DIRECTION A — List the types of semen that Hughes used on his Holstein Friesian herd, according to the crossbreeding article below.

TEXT —
Crossbreeding: ‘It was either change the cow or change the system’

After toying with the idea of crossbreeding his herd of Holstein Friesian cows, Jarlath Hughes decided to take the plunge and buy 70 crossbred heifers in 2013.

Farming in Summerhill, Co. Meath, Hughes had previously kept a herd of Holstein Friesian cows, which he said were beginning to border on the extreme.

“I had gone down the pedigree route and the cows had very poor fertility and solids percentages.”

Jarlath Hughes will milk nearly 100 crossbred cows in Summerhill, Co. Meath this year
Jarlath Hughes will milk nearly 100 crossbred cows in Summerhill, Co. Meath this year

And after using Ayrshire, Jersey and Kiwi-Cross semen to try and improve these traits, Hughes discovered that the process of breeding a crossbred herd would take too long.

It would take seven-to-nine years to grow a crossbred herd through breeding, it was just too slow.

“Having done the research on the animal and the system, I just decided to go for it in 2013 and as it happened it was a good year to do it.

“There was a very strong trade for the Holstein Friesians up North and it was still a quota year so farmers had surplus stock to sell.

“I sold all my spring calving Holstein Frieisian cows and replaced them with crossbred heifers, but I kept the autumn calvers with the intention to sell them the following year.”

However, the Meath-based dairy farmer admitted that it wasn’t all plain sailing as a TB outbreak in 2014 forced him to hold on to his autumn-calving cows and milk them for a second winter.

These autumn-calvers have since been replaced with home-bred heifers from the original group of 70 to leave Hughes milking 110 cows this spring – 90-95% of which are crossbred.

The crossbred cows on Hughes' farm
The crossbred cows on Hughes’ farm

Change the cow or the system?

DATA FOR THIS TASK —
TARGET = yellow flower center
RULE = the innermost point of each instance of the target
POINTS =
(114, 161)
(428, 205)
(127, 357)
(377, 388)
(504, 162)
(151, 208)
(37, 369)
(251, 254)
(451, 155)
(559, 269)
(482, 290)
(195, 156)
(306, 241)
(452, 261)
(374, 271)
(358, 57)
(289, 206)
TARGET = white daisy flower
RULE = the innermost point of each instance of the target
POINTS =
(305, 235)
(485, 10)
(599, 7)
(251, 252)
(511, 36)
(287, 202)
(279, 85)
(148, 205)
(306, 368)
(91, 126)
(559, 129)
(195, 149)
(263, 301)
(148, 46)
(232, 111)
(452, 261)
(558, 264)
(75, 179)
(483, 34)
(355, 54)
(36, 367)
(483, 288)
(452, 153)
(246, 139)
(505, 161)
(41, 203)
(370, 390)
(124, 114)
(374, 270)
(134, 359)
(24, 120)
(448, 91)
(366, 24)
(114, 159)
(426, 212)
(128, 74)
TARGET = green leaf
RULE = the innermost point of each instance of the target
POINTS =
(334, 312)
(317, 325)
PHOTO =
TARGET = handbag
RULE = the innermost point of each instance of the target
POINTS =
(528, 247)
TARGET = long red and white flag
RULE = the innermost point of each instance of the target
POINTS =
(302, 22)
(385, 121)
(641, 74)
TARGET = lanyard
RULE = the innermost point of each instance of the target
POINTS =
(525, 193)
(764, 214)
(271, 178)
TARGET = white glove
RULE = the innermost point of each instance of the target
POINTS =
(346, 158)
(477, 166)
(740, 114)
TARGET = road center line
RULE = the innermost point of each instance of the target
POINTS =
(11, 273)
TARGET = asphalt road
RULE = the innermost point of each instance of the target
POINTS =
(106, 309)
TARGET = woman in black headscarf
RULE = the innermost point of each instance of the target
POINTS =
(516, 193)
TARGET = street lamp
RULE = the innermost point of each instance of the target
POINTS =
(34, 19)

DIRECTION B — Gather every line of the entries above that contains the word "white".

WRITTEN REPLY A — Ayrshire, Jersey and Kiwi-Cross

WRITTEN REPLY B —
TARGET = white daisy flower
TARGET = long red and white flag
TARGET = white glove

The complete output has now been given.